Problem requirements:
All of the records below are to be output exactly; no image belongs in the result.

[Records excerpted from a collection]
——————————
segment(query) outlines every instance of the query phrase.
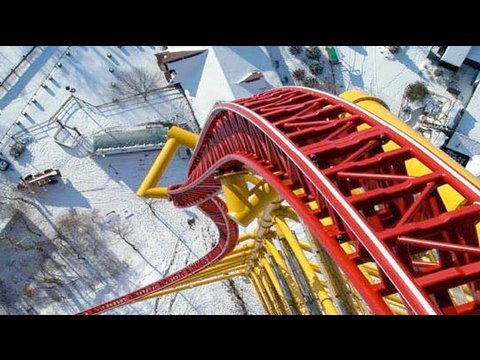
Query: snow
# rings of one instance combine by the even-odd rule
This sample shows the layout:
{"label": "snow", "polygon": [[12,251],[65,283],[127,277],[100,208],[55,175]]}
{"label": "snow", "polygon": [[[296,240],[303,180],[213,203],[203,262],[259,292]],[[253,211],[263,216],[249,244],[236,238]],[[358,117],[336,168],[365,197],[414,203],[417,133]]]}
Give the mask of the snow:
{"label": "snow", "polygon": [[[324,48],[320,46],[325,69],[317,77],[321,88],[336,94],[361,89],[382,99],[394,114],[400,113],[405,87],[416,81],[424,82],[431,92],[452,101],[455,98],[446,89],[456,87],[461,90],[458,99],[465,103],[478,73],[467,66],[452,72],[434,64],[427,59],[431,46],[401,46],[396,54],[391,54],[385,46],[336,46],[340,64],[332,66],[326,61]],[[309,74],[303,54],[291,55],[287,46],[280,47],[280,51],[291,71],[301,68]],[[435,76],[436,69],[441,69],[443,75]]]}
{"label": "snow", "polygon": [[471,46],[449,46],[440,60],[452,64],[453,66],[460,67],[465,61],[471,48]]}
{"label": "snow", "polygon": [[480,155],[474,155],[467,163],[465,168],[470,171],[474,176],[480,176]]}
{"label": "snow", "polygon": [[471,157],[466,168],[474,174],[479,173],[477,171],[480,164],[477,156],[480,155],[480,90],[478,86],[447,147]]}
{"label": "snow", "polygon": [[456,129],[457,132],[480,141],[480,90],[477,87],[465,108]]}
{"label": "snow", "polygon": [[[284,64],[290,72],[303,69],[307,76],[311,75],[308,69],[309,60],[304,53],[292,55],[287,46],[279,48]],[[396,54],[391,54],[385,46],[336,46],[335,48],[340,64],[330,65],[325,47],[320,46],[323,54],[320,61],[324,65],[324,71],[317,76],[320,89],[336,94],[350,89],[361,89],[382,99],[389,106],[390,111],[403,118],[409,126],[422,130],[419,119],[424,112],[425,104],[409,104],[411,107],[409,114],[404,113],[402,109],[407,103],[403,96],[406,86],[417,81],[423,82],[430,92],[429,99],[443,103],[442,111],[445,116],[440,116],[441,125],[453,127],[454,120],[458,119],[458,112],[469,104],[457,131],[471,139],[454,136],[450,144],[455,142],[456,145],[452,149],[457,151],[469,146],[472,149],[478,148],[476,144],[480,141],[480,127],[477,126],[476,119],[480,119],[478,114],[480,91],[476,91],[472,97],[474,91],[472,84],[479,76],[477,70],[462,66],[454,72],[439,66],[427,59],[431,46],[401,46]],[[470,52],[477,51],[477,48],[472,47]],[[435,75],[436,70],[440,70],[441,75]],[[285,67],[282,66],[281,71],[283,75]],[[301,85],[301,82],[295,82]],[[447,91],[448,87],[460,90],[460,95],[453,96]],[[448,140],[448,137],[438,130],[431,128],[423,130],[423,135],[436,146],[442,146]],[[468,150],[469,153],[472,149]]]}
{"label": "snow", "polygon": [[3,82],[33,46],[0,46],[0,81]]}
{"label": "snow", "polygon": [[[0,313],[75,313],[184,267],[206,254],[216,241],[216,228],[198,210],[178,209],[168,201],[146,201],[135,195],[158,151],[107,157],[92,154],[92,136],[109,129],[159,122],[198,129],[187,99],[178,89],[165,87],[165,82],[148,95],[148,101],[142,96],[112,101],[117,95],[110,84],[118,81],[116,74],[132,66],[159,71],[155,53],[160,49],[46,47],[39,57],[42,62],[34,62],[26,78],[19,80],[23,83],[15,90],[17,94],[0,100],[2,130],[27,142],[17,159],[6,151],[9,138],[0,148],[12,163],[11,169],[0,173],[0,195],[26,201],[11,201],[23,215],[0,239]],[[56,67],[59,61],[62,66]],[[115,69],[113,74],[109,67]],[[53,81],[48,75],[53,75]],[[41,87],[45,79],[47,88]],[[76,89],[75,98],[66,86]],[[29,103],[33,96],[36,104]],[[23,109],[28,116],[21,114]],[[15,124],[17,118],[20,125]],[[80,131],[77,146],[70,149],[55,141],[59,129],[55,119]],[[183,182],[187,163],[188,159],[177,155],[160,185]],[[19,177],[47,168],[60,169],[58,184],[34,194],[15,190]],[[196,221],[190,226],[187,219],[192,216]],[[92,220],[86,221],[82,235],[67,233],[63,239],[59,235],[62,218]],[[74,231],[82,229],[74,227]],[[248,312],[262,313],[251,287],[242,279],[235,279],[234,284]],[[221,282],[111,313],[241,311],[230,287]]]}
{"label": "snow", "polygon": [[[0,78],[29,48],[0,47],[0,59],[6,59],[0,61]],[[458,72],[438,67],[427,59],[429,46],[402,46],[397,54],[384,46],[336,46],[338,65],[330,65],[324,47],[320,48],[324,71],[317,79],[323,89],[336,94],[363,89],[384,100],[395,114],[404,105],[405,87],[422,81],[436,99],[445,100],[442,104],[453,105],[450,118],[446,117],[451,122],[453,113],[466,106],[478,76],[478,71],[467,66]],[[304,55],[291,55],[288,47],[168,48],[183,50],[206,50],[168,65],[176,73],[173,82],[181,84],[186,97],[177,87],[168,86],[163,76],[148,101],[142,96],[120,96],[112,88],[121,70],[144,67],[161,74],[155,57],[162,51],[160,46],[39,47],[31,64],[23,68],[9,91],[0,95],[0,151],[12,163],[8,171],[0,172],[0,196],[24,199],[9,200],[21,216],[0,237],[0,313],[74,313],[155,281],[211,249],[217,230],[201,212],[135,195],[158,151],[143,151],[149,148],[145,146],[123,149],[142,150],[138,152],[96,156],[93,136],[165,123],[198,131],[216,102],[246,97],[280,86],[282,81],[295,83],[290,71],[302,68],[308,74],[308,61]],[[443,74],[434,75],[437,69]],[[263,77],[241,83],[255,71]],[[67,86],[75,92],[68,91]],[[446,91],[449,86],[461,91],[458,102]],[[452,149],[460,151],[463,146],[472,155],[477,154],[471,151],[477,146],[480,154],[480,143],[475,141],[480,139],[475,121],[480,119],[479,94],[473,95],[450,141],[458,143]],[[422,106],[418,106],[417,115]],[[413,118],[417,115],[411,115],[410,125],[416,126]],[[70,141],[73,145],[68,148],[55,141],[60,128],[56,120],[78,129],[82,134],[78,144]],[[17,159],[8,152],[11,136],[27,144]],[[431,131],[429,136],[437,145],[445,140],[438,131]],[[474,157],[467,168],[477,173],[478,163]],[[183,182],[187,164],[188,159],[177,155],[160,185]],[[63,177],[58,184],[34,194],[15,190],[19,177],[47,168],[60,169]],[[187,219],[191,218],[195,223],[189,225]],[[65,219],[87,221],[69,233],[60,226],[65,225]],[[248,312],[263,313],[251,286],[240,278],[234,284]],[[112,313],[242,312],[230,285],[221,282]]]}
{"label": "snow", "polygon": [[[231,101],[281,86],[265,46],[170,46],[168,51],[206,50],[168,64],[189,97],[200,125],[219,101]],[[263,78],[240,83],[254,71]]]}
——————————
Reply to the exercise:
segment(query) outlines every instance of the query phrase.
Query: snow
# rings of one instance combine by the even-odd rule
This sample shows the layout:
{"label": "snow", "polygon": [[12,251],[65,283],[127,277],[100,208],[55,175]]}
{"label": "snow", "polygon": [[[296,240],[303,180],[213,203],[203,262],[259,292]],[[253,211],[263,216],[249,244],[236,238]],[[358,117],[336,168],[365,197],[414,203],[417,133]]]}
Give the mask of the snow:
{"label": "snow", "polygon": [[[324,48],[320,46],[325,69],[317,77],[321,88],[336,94],[361,89],[382,99],[394,114],[400,113],[405,87],[416,81],[424,82],[431,92],[452,101],[455,98],[446,89],[456,87],[461,90],[458,99],[465,103],[478,73],[467,66],[452,72],[434,64],[427,59],[431,46],[401,46],[396,54],[391,54],[385,46],[336,46],[340,64],[332,66],[326,61]],[[309,74],[303,54],[291,55],[287,46],[280,47],[280,51],[291,71],[301,68]],[[435,76],[436,69],[441,69],[443,75]]]}
{"label": "snow", "polygon": [[471,46],[449,46],[440,60],[452,64],[453,66],[460,67],[465,61],[471,48]]}
{"label": "snow", "polygon": [[480,155],[474,155],[467,163],[465,168],[470,171],[474,176],[480,176]]}
{"label": "snow", "polygon": [[471,157],[466,168],[474,174],[479,173],[477,171],[480,164],[477,156],[480,155],[480,90],[478,86],[447,147]]}
{"label": "snow", "polygon": [[456,129],[457,132],[480,141],[480,90],[477,87],[465,108]]}
{"label": "snow", "polygon": [[[284,64],[290,72],[303,69],[307,76],[311,75],[308,69],[309,60],[304,53],[292,55],[287,46],[279,48]],[[396,54],[391,54],[385,46],[336,46],[335,48],[340,64],[330,65],[325,47],[320,46],[323,54],[320,61],[324,65],[324,71],[317,76],[320,89],[336,94],[350,89],[361,89],[382,99],[389,106],[390,111],[403,118],[409,126],[422,130],[419,119],[424,112],[425,104],[409,104],[411,107],[409,114],[404,113],[402,109],[407,103],[403,96],[406,86],[417,81],[423,82],[430,92],[429,99],[443,103],[442,111],[445,116],[440,116],[441,125],[453,127],[454,120],[458,119],[458,112],[469,104],[457,131],[471,139],[454,136],[450,144],[455,142],[456,145],[452,149],[457,151],[469,146],[472,149],[478,148],[476,144],[480,141],[480,127],[477,126],[476,119],[480,119],[478,114],[480,91],[476,91],[472,97],[474,91],[472,84],[479,76],[477,70],[462,66],[454,72],[439,66],[427,59],[431,46],[401,46]],[[470,52],[477,51],[477,48],[472,47]],[[435,75],[436,70],[440,70],[441,75]],[[285,67],[282,66],[281,71],[283,75]],[[301,85],[301,82],[295,82]],[[447,91],[448,87],[460,90],[460,95],[453,96]],[[448,140],[448,137],[438,130],[431,128],[423,130],[423,135],[436,146],[442,146]],[[468,150],[469,153],[472,149]]]}
{"label": "snow", "polygon": [[3,82],[33,46],[0,46],[0,81]]}
{"label": "snow", "polygon": [[[0,313],[75,313],[184,267],[206,254],[216,241],[216,228],[198,210],[178,209],[168,201],[146,201],[135,195],[158,151],[107,157],[92,154],[92,136],[109,129],[159,122],[198,129],[187,99],[178,89],[165,87],[165,82],[148,95],[148,101],[142,96],[112,101],[117,95],[110,84],[118,81],[116,74],[132,66],[159,71],[155,53],[160,49],[46,47],[39,57],[42,62],[34,62],[26,78],[19,80],[23,83],[15,90],[17,94],[0,100],[2,130],[27,142],[17,159],[6,151],[9,138],[0,148],[12,163],[11,169],[0,173],[0,195],[26,201],[11,201],[23,215],[0,239]],[[56,67],[59,61],[62,66]],[[115,69],[113,74],[109,67]],[[53,81],[48,75],[53,75]],[[41,87],[45,79],[47,88]],[[76,89],[75,98],[66,86]],[[29,103],[33,96],[36,104]],[[23,109],[28,116],[21,114]],[[15,124],[17,118],[20,125]],[[80,131],[77,146],[70,149],[55,141],[59,129],[55,119]],[[183,182],[187,163],[188,159],[177,155],[160,185]],[[19,177],[47,168],[60,169],[58,184],[34,194],[15,190]],[[196,221],[190,226],[187,219],[192,216]],[[92,220],[86,221],[82,235],[67,233],[63,239],[59,235],[62,218]],[[74,231],[82,229],[74,227]],[[248,312],[262,313],[251,287],[242,279],[235,279],[234,284]],[[221,282],[111,313],[241,311],[230,287]]]}
{"label": "snow", "polygon": [[[0,78],[29,48],[0,47],[0,59],[6,59],[0,61]],[[458,72],[438,67],[427,59],[429,46],[402,46],[397,54],[384,46],[336,46],[338,65],[330,65],[324,47],[320,48],[324,71],[317,79],[323,89],[336,94],[363,89],[384,100],[395,114],[404,105],[405,87],[422,81],[436,99],[445,100],[442,104],[453,105],[450,118],[446,117],[451,122],[453,113],[466,106],[478,76],[478,71],[467,66]],[[304,55],[291,55],[288,47],[168,48],[183,50],[206,50],[168,65],[176,73],[173,82],[181,84],[186,97],[177,87],[168,86],[163,76],[148,101],[142,96],[120,96],[112,88],[121,70],[144,67],[161,74],[155,57],[162,51],[160,46],[39,47],[31,64],[23,68],[9,91],[0,95],[0,151],[12,163],[8,171],[0,172],[0,196],[24,199],[9,200],[21,216],[0,237],[0,313],[74,313],[155,281],[211,249],[217,230],[201,212],[135,195],[158,151],[143,151],[149,148],[145,146],[123,149],[142,150],[138,152],[96,156],[93,136],[165,123],[198,131],[216,102],[246,97],[280,86],[282,81],[295,83],[290,71],[302,68],[308,74],[308,61]],[[443,74],[434,75],[437,69]],[[263,77],[241,83],[255,71]],[[67,86],[75,92],[68,91]],[[446,91],[449,86],[461,91],[458,102]],[[452,149],[460,151],[463,146],[472,155],[477,154],[471,151],[477,146],[480,154],[480,143],[475,141],[480,139],[475,121],[480,119],[479,94],[473,95],[450,141],[458,143]],[[422,106],[418,106],[417,115]],[[413,118],[417,115],[411,115],[410,125],[416,126]],[[70,141],[73,145],[68,148],[55,141],[60,128],[56,120],[78,129],[82,134],[78,144]],[[17,159],[8,152],[11,136],[27,144]],[[431,131],[429,136],[437,145],[445,140],[438,131]],[[474,157],[467,168],[477,173],[478,163]],[[183,182],[187,164],[188,159],[177,155],[160,185]],[[63,177],[58,184],[34,194],[15,190],[19,177],[47,168],[60,169]],[[187,219],[191,218],[195,223],[189,225]],[[65,219],[87,221],[69,233],[60,226],[65,225]],[[248,312],[263,313],[251,286],[240,278],[234,284]],[[112,313],[242,312],[230,285],[221,282]]]}
{"label": "snow", "polygon": [[[231,101],[281,86],[265,46],[170,46],[168,51],[206,50],[168,64],[189,97],[200,125],[219,101]],[[263,78],[240,83],[254,71]]]}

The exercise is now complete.